[Data entries]
* * * * *

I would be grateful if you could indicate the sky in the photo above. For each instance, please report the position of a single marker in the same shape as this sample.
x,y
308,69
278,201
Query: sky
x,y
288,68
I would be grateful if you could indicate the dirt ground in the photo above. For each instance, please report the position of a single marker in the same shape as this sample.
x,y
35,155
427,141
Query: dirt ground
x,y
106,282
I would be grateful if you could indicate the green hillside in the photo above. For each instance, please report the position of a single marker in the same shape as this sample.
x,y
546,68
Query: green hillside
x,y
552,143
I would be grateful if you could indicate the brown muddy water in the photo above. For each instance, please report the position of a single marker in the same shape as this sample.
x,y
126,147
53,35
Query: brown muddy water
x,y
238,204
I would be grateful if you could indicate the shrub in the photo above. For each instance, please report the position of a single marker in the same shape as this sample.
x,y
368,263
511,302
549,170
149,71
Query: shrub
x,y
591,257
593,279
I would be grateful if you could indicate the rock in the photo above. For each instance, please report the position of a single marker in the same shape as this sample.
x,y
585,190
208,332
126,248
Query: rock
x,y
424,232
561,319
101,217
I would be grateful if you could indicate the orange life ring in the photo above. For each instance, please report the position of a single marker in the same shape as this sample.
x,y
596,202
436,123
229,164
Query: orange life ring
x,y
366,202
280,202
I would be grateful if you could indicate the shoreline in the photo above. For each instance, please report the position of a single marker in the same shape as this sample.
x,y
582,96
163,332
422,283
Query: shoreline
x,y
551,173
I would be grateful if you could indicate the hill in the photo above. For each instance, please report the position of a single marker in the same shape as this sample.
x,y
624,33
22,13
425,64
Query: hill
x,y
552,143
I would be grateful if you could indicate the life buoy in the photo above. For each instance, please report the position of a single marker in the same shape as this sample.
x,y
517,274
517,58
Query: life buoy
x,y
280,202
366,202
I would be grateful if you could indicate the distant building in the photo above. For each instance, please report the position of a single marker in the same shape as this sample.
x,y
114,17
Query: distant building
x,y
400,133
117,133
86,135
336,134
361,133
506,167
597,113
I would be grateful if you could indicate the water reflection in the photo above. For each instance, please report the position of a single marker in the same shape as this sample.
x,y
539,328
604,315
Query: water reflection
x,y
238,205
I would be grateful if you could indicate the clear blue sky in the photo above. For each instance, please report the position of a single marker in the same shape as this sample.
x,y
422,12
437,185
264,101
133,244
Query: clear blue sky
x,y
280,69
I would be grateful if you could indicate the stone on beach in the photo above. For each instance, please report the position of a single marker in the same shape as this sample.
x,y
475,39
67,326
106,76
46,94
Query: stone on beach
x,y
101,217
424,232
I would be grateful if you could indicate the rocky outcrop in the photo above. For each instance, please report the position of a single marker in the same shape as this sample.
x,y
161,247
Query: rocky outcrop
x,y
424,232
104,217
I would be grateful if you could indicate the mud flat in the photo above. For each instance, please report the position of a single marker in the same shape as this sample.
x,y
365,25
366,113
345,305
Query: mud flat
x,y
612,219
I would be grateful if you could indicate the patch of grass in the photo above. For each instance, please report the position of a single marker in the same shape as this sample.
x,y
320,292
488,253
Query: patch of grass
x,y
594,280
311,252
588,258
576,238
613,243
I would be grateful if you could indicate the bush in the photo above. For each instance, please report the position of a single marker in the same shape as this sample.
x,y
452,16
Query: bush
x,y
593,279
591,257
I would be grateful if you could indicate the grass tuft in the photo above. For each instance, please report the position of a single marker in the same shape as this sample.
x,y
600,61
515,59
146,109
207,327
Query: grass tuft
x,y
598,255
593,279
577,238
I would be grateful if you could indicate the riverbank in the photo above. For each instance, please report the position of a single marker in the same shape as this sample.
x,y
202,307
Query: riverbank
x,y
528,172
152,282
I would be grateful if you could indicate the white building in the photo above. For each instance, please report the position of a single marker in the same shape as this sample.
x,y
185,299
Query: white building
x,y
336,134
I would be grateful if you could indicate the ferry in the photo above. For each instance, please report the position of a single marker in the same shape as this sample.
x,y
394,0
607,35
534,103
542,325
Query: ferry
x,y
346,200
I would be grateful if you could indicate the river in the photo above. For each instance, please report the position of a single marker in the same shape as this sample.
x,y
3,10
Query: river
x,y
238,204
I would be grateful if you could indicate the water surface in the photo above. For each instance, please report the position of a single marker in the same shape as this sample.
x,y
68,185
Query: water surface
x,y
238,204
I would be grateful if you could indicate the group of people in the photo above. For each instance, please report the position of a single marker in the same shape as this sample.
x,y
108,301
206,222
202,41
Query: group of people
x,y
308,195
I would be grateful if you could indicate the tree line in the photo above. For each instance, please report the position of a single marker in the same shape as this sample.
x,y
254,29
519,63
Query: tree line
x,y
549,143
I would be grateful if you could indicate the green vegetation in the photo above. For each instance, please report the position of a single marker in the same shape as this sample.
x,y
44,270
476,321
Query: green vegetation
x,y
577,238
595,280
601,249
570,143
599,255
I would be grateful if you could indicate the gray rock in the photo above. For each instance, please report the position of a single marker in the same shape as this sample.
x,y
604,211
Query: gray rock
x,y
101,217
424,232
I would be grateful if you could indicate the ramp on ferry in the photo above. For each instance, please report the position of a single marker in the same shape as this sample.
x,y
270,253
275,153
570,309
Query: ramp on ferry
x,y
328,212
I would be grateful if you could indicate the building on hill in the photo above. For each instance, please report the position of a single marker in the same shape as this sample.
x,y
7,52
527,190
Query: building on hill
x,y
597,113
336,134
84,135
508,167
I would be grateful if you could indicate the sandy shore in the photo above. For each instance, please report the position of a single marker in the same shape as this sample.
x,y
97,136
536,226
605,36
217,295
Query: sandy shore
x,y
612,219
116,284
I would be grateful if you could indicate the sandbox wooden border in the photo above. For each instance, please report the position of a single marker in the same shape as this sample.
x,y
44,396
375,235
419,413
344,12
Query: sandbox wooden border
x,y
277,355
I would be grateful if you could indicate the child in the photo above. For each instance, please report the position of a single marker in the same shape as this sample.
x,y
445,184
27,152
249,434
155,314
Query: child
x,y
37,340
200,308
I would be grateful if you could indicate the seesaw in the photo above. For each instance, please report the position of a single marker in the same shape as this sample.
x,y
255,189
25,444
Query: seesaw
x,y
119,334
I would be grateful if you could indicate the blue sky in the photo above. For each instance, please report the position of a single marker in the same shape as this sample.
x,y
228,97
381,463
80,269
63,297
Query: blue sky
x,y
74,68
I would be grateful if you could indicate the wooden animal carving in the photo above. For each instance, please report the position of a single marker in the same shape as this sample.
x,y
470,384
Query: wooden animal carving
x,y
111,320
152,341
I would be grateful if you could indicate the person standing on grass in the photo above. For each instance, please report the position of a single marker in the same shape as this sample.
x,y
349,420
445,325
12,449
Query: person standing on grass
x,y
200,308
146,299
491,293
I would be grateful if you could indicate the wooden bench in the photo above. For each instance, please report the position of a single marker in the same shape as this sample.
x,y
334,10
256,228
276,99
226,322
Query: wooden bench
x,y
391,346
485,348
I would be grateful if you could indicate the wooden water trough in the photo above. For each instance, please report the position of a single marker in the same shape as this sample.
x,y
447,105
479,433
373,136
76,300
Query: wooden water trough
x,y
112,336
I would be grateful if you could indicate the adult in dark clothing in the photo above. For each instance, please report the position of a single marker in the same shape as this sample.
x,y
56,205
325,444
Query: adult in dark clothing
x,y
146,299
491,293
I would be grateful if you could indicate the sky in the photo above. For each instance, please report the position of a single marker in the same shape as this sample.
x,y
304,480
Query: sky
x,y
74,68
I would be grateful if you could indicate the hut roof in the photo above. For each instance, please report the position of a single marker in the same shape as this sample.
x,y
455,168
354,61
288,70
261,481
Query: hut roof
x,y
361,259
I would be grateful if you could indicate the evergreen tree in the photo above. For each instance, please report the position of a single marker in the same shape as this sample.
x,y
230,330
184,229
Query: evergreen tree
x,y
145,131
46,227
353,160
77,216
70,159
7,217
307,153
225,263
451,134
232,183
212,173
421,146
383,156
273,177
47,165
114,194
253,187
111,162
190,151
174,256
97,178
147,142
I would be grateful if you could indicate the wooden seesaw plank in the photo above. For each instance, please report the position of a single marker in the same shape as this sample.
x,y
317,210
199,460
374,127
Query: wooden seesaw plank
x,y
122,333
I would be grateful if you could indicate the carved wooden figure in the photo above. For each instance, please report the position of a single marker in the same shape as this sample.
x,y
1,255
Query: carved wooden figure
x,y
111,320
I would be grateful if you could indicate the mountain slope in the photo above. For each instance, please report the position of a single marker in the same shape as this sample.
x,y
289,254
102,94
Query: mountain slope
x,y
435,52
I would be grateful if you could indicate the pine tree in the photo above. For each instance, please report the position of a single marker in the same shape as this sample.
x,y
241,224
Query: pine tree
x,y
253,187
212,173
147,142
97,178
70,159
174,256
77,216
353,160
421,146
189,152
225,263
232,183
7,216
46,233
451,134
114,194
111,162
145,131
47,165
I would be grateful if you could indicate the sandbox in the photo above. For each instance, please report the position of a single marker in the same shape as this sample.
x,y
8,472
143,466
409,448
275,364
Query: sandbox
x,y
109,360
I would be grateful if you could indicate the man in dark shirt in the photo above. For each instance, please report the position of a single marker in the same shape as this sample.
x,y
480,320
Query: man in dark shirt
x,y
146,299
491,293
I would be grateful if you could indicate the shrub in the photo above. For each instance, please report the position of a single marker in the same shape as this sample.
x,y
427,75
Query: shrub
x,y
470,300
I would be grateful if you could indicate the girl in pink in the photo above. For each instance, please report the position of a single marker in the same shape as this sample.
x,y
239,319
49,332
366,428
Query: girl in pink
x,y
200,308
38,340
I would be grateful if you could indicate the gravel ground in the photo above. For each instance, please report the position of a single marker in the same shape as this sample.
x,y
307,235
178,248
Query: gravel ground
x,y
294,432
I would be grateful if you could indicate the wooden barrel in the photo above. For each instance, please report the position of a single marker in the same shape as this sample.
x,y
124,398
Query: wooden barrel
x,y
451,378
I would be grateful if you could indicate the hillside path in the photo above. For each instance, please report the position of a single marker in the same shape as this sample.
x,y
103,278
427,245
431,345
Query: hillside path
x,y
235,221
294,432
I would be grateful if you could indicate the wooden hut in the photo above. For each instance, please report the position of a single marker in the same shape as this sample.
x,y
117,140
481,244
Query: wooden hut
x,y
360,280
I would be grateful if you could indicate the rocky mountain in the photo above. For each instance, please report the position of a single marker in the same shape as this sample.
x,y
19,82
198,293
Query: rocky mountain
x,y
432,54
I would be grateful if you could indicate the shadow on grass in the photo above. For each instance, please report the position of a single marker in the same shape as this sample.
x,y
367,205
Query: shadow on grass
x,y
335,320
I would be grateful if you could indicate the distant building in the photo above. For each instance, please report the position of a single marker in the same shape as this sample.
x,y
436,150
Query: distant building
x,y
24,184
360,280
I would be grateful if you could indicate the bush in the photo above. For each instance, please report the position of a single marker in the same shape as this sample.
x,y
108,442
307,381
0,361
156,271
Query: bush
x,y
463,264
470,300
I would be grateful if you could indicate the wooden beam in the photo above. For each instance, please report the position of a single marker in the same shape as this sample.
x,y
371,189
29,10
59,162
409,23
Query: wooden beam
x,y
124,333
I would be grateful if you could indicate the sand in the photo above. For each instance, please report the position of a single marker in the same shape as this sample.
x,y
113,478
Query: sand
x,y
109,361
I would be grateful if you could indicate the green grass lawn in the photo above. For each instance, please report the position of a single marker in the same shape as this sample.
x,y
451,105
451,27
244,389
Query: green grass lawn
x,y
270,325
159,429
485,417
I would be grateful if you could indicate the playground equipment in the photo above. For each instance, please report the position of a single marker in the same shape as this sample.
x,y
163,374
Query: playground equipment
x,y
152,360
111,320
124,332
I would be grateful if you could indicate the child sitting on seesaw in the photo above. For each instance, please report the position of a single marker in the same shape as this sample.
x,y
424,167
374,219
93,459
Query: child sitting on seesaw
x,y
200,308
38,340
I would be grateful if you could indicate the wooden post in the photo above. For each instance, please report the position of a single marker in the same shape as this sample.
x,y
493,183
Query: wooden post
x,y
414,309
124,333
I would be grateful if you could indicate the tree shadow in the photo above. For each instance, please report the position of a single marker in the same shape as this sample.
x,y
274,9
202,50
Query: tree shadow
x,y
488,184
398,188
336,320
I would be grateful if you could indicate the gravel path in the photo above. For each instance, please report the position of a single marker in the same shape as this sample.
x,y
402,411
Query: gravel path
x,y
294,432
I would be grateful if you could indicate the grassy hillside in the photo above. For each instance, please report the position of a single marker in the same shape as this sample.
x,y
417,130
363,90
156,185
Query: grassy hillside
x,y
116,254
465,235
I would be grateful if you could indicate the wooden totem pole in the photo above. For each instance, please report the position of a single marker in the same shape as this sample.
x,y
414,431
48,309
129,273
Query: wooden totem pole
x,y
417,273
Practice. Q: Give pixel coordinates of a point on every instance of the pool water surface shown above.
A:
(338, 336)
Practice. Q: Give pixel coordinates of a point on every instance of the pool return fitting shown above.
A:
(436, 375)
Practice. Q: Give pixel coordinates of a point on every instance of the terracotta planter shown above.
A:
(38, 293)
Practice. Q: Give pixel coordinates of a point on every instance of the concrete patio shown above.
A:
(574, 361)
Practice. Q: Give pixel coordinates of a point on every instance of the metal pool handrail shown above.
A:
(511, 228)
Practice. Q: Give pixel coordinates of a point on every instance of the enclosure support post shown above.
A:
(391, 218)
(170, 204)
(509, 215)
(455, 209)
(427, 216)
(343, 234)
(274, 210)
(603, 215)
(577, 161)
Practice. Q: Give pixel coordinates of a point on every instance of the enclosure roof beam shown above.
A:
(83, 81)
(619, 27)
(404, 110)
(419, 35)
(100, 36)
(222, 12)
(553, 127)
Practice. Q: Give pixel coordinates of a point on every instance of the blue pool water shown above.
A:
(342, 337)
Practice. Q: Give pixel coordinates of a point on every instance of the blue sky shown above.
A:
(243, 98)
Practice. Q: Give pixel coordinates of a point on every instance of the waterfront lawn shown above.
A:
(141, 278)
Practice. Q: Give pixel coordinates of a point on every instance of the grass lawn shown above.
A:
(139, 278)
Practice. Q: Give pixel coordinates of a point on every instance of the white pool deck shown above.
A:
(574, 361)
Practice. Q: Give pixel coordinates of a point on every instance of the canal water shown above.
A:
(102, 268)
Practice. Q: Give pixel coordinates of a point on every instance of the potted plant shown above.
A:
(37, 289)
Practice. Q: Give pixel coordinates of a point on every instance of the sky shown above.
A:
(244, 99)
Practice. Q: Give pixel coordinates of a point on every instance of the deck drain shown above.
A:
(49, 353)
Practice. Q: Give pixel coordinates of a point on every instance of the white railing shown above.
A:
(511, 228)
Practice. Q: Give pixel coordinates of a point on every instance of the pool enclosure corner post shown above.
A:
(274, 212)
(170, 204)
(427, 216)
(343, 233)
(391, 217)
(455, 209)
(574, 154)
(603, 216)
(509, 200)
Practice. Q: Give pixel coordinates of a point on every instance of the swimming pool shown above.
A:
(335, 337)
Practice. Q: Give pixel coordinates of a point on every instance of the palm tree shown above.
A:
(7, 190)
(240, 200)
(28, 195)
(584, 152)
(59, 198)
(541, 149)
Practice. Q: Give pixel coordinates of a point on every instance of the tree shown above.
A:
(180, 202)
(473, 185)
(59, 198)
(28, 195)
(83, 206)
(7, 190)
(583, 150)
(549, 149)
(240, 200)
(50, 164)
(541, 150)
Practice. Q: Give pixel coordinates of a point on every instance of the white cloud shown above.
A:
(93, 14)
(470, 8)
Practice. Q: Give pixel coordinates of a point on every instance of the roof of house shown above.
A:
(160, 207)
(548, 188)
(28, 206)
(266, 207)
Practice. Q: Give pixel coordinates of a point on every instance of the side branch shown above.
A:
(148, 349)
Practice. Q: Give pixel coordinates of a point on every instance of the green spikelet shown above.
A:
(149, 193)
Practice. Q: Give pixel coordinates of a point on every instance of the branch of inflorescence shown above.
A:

* * * * *

- _What you have to do_
Copy each line of the records that contains the word "branch".

- _Written response_
Practice. Q: Give pixel coordinates of a point on every instance of the side branch shown above.
Practice. Q: Give pixel coordinates of a point on every instance of the branch of inflorescence shown above.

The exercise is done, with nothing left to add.